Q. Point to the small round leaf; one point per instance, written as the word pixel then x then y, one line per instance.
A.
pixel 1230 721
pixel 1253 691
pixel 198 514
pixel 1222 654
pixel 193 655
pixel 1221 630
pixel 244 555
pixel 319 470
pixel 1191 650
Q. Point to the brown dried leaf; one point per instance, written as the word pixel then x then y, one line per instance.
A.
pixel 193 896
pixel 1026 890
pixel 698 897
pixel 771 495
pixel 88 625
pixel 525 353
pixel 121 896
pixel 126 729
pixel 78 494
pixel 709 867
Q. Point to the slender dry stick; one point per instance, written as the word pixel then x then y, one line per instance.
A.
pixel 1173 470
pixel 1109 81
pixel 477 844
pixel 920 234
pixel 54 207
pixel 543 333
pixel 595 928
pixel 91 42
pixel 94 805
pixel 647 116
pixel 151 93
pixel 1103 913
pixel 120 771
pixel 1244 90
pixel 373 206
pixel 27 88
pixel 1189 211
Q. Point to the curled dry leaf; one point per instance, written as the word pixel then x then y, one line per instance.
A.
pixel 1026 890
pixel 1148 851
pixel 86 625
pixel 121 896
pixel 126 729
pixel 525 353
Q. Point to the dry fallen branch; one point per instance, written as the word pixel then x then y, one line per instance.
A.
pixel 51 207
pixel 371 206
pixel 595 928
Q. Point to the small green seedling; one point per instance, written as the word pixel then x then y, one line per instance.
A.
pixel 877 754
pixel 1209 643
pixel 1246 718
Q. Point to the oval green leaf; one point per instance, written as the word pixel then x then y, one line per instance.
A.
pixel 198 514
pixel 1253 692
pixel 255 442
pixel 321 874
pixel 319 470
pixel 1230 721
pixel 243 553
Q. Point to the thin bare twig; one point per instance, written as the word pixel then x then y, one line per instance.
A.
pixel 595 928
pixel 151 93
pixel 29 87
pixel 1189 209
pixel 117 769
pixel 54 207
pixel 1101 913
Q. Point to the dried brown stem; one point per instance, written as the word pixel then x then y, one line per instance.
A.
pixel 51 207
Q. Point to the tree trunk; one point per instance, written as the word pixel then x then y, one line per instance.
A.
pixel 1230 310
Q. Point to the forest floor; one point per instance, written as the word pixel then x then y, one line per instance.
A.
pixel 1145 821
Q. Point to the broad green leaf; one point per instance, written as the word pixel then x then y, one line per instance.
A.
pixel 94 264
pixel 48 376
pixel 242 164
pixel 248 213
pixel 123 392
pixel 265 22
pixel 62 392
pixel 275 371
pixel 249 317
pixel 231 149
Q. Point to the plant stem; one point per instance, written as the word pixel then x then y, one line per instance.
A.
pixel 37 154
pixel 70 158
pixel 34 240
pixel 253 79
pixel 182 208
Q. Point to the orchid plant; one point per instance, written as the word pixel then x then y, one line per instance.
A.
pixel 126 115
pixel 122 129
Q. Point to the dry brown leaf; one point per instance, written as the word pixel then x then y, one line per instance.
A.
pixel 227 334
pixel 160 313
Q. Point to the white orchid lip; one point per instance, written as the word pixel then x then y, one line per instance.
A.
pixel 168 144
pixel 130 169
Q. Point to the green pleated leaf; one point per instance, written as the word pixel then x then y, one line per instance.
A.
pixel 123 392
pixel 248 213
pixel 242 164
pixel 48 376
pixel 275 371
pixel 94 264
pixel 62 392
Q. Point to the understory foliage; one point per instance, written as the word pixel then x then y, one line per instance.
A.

## Your instructions
Count the lines in the entries above where the string "dried" shows up, and give that number only.

## Answer to this exercise
2